> [Stored data entries]
= = = =
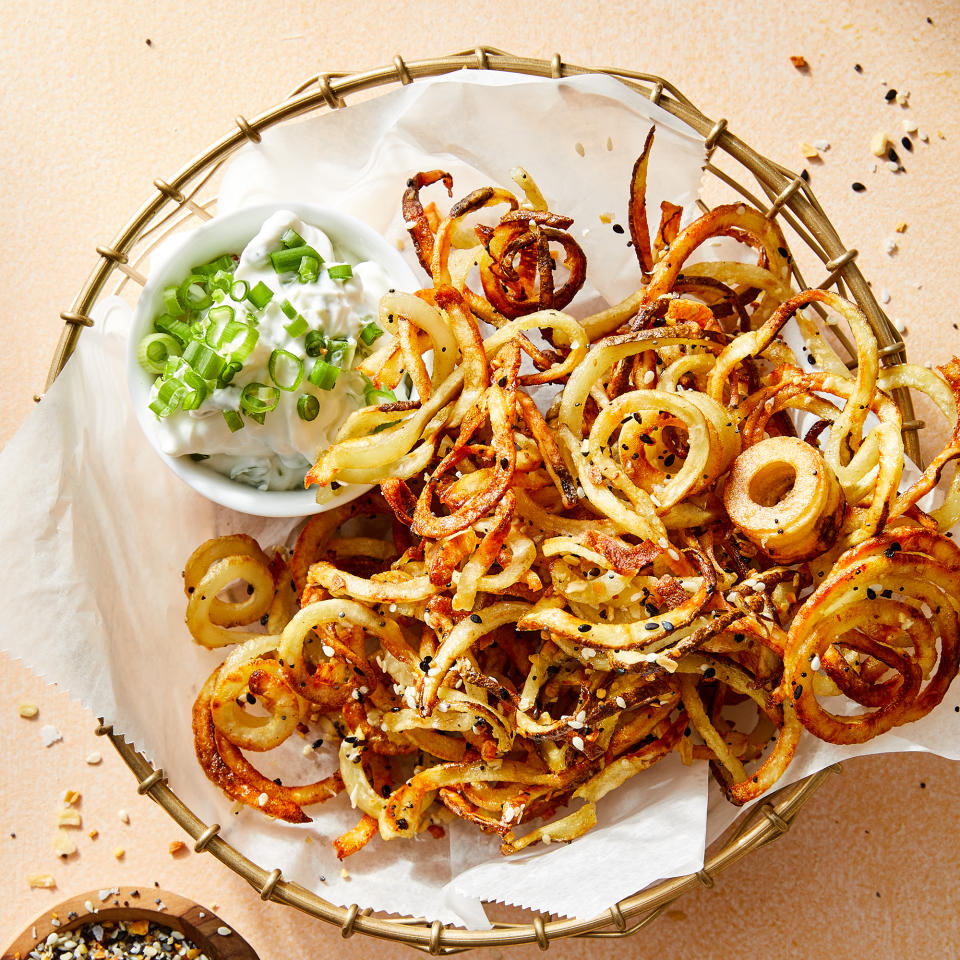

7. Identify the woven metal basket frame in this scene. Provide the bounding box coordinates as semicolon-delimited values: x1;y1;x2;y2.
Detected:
44;46;922;953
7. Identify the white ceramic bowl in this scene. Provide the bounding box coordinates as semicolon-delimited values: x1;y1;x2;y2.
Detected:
128;202;417;517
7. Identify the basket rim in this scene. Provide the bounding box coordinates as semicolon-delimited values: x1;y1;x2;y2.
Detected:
43;46;920;953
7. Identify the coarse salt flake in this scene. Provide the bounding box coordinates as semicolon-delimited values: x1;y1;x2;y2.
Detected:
40;725;62;747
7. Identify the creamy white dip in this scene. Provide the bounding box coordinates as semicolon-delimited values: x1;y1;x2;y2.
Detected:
151;211;392;490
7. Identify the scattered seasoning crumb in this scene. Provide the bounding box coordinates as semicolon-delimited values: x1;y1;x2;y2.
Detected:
920;781;926;789
85;751;102;765
880;289;891;304
168;840;187;855
54;828;77;857
40;725;62;747
789;55;808;70
30;918;206;958
598;212;613;224
895;221;908;233
799;141;820;160
145;37;152;46
870;131;889;156
851;181;866;192
56;809;82;828
606;136;613;151
812;139;830;152
117;810;130;824
896;91;909;106
18;703;39;718
113;847;125;859
883;237;899;255
28;873;56;889
574;141;585;157
88;828;99;840
64;790;81;806
937;129;946;140
340;867;351;880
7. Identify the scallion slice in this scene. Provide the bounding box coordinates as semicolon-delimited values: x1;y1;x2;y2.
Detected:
359;320;384;346
246;280;274;309
280;298;298;320
149;378;187;418
240;381;280;416
137;333;181;374
269;244;322;275
217;319;259;362
230;279;249;301
179;369;209;411
296;394;320;421
304;330;326;357
192;254;233;276
268;348;304;392
281;227;305;248
162;285;186;318
182;341;226;381
154;314;193;346
217;359;243;389
178;274;213;311
222;409;244;432
308;360;340;391
327;263;353;281
298;255;319;284
284;314;308;338
326;338;356;371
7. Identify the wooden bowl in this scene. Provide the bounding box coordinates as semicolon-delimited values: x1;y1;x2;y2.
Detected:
2;886;259;960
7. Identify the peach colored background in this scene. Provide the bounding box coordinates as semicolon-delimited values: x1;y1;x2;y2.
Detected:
3;1;960;956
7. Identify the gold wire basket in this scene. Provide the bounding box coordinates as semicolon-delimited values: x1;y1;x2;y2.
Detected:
45;47;923;954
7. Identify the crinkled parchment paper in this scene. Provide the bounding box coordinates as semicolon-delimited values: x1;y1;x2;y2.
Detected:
3;71;959;925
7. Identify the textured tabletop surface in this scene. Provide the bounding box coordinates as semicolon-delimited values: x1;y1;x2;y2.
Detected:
2;2;959;957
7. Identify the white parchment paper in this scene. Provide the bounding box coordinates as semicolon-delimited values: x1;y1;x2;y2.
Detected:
2;71;959;925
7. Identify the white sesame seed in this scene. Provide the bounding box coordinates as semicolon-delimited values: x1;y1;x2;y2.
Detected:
576;710;586;723
880;289;891;304
117;810;130;824
886;160;900;172
902;118;918;134
571;736;585;751
568;720;584;730
321;644;336;657
812;139;830;152
85;752;102;765
257;793;268;807
918;130;929;142
883;238;898;255
643;369;655;385
615;696;627;709
811;655;821;671
893;318;907;333
217;926;232;936
581;647;596;659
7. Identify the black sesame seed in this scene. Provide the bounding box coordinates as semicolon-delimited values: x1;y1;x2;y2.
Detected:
644;602;659;617
578;624;592;633
500;457;510;469
612;223;625;235
396;817;409;830
888;146;899;163
312;739;323;749
854;63;863;73
901;136;913;152
794;684;803;700
867;587;877;600
470;613;482;623
703;667;716;679
800;168;810;182
645;622;660;631
807;354;817;365
734;633;745;643
852;181;866;192
885;88;898;101
662;621;675;632
246;692;257;705
663;453;676;468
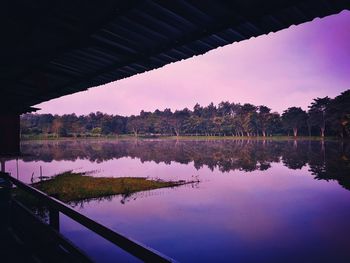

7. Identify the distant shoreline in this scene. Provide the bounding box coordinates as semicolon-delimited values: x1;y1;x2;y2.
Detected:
21;135;341;142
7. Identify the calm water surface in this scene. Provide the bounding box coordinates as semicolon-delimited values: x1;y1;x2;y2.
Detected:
3;139;350;263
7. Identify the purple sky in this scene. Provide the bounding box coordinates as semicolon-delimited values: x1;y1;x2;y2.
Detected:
37;11;350;116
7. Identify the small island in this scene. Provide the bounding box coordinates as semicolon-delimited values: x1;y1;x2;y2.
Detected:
30;171;198;203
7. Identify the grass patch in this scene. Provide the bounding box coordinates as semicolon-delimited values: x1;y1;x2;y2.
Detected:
31;171;197;203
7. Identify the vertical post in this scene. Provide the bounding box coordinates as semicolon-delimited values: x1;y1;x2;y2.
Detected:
49;208;60;232
0;172;12;230
1;159;5;172
0;113;20;155
16;158;19;179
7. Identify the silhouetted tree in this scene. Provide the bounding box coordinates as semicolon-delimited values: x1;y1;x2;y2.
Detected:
326;90;350;138
308;97;331;137
257;105;271;137
282;107;308;137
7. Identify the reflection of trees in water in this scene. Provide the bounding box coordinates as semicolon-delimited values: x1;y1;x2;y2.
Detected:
281;140;308;169
309;141;350;190
21;139;350;190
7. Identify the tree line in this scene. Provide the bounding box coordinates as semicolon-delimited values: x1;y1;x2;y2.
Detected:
21;89;350;138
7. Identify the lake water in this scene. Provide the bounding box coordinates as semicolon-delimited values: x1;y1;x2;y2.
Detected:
3;139;350;263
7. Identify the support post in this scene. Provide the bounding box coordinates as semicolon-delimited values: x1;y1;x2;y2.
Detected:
0;172;12;230
1;159;5;172
49;208;60;232
0;113;20;155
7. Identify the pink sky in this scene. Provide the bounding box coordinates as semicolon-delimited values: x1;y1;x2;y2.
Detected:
37;11;350;116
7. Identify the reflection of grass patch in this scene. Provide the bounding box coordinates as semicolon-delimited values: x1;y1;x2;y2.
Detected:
31;171;196;203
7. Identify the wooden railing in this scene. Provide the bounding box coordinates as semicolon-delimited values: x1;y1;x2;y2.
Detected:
0;172;175;263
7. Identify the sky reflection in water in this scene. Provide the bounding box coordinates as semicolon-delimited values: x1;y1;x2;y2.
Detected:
3;139;350;263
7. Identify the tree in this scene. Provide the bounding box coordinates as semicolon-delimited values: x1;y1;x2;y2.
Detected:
193;103;203;117
202;103;217;119
326;90;350;138
308;97;331;137
267;112;282;136
257;105;271;137
282;107;308;137
212;117;224;136
126;116;144;136
91;127;102;135
217;101;232;117
37;114;54;135
185;115;202;135
57;127;68;137
52;118;63;138
240;104;257;136
168;109;190;136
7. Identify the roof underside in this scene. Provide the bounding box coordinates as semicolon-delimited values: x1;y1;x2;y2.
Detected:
1;0;349;113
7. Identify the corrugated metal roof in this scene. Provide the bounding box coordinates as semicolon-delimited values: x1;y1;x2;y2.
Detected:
1;0;349;112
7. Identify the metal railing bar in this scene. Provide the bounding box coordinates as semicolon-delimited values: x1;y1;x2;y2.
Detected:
2;173;175;263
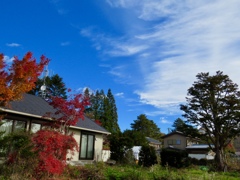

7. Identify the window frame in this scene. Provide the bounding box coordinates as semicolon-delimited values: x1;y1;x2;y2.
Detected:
167;139;181;145
29;122;42;133
0;119;27;135
79;132;95;160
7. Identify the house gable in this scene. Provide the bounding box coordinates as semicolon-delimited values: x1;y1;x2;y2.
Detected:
161;131;201;150
0;94;110;135
0;93;111;163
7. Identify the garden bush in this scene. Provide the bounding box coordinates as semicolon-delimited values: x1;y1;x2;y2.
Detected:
32;129;78;178
161;147;188;168
0;131;39;180
138;145;158;167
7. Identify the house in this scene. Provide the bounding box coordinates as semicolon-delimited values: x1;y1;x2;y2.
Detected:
146;137;162;150
186;144;215;160
161;131;201;150
0;93;111;165
161;131;215;160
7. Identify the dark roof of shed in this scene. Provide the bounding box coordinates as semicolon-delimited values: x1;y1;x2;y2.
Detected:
1;93;110;134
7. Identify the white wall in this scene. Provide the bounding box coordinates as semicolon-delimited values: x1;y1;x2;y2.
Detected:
67;129;106;162
102;150;111;162
67;129;81;161
188;154;206;160
94;133;103;161
188;154;214;160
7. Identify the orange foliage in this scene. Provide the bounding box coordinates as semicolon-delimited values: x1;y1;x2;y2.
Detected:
0;52;49;107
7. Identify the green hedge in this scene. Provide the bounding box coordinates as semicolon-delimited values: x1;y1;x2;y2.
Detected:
161;147;188;168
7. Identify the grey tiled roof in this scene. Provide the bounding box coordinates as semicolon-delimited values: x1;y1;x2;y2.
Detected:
146;137;161;145
75;115;110;134
9;93;56;117
161;131;185;138
3;94;110;134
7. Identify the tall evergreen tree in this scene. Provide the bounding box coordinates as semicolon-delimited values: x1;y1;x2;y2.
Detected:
85;89;105;121
103;89;120;134
29;74;67;99
172;118;199;137
84;89;121;134
83;88;95;119
131;114;162;141
180;71;240;171
122;129;147;146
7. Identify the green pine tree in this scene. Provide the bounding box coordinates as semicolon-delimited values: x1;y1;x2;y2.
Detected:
131;114;162;141
85;89;121;134
102;89;120;134
29;74;67;99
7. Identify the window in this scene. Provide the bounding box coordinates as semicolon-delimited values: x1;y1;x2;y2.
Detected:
79;133;95;160
0;119;13;136
167;139;181;145
14;120;26;132
167;139;173;145
176;139;181;145
30;123;41;133
0;119;27;136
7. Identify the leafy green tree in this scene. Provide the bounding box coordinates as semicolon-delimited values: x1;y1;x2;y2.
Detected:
138;145;158;167
180;71;240;171
172;118;199;137
109;133;133;163
29;74;67;99
131;114;162;141
122;129;147;146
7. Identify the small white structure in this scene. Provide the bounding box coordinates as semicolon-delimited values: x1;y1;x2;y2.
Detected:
132;146;141;160
186;144;215;160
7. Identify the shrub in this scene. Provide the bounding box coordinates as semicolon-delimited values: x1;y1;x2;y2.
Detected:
138;145;158;167
64;162;106;180
0;131;38;179
121;149;136;165
32;129;78;178
109;133;133;164
161;147;188;168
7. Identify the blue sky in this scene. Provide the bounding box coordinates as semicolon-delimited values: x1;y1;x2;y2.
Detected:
1;0;240;134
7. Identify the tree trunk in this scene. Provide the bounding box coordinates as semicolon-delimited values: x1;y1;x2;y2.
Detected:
215;148;227;171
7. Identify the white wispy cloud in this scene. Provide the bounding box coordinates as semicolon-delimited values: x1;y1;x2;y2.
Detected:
60;41;70;46
77;86;95;95
3;56;15;64
6;43;21;47
133;0;240;109
87;0;240;115
159;117;172;124
80;27;149;56
50;0;68;15
107;44;148;57
115;92;124;98
106;0;137;8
= = = =
> [Required work]
Say how many lines in the records hold the word "window", giving the number by itself.

> [Response to this task]
2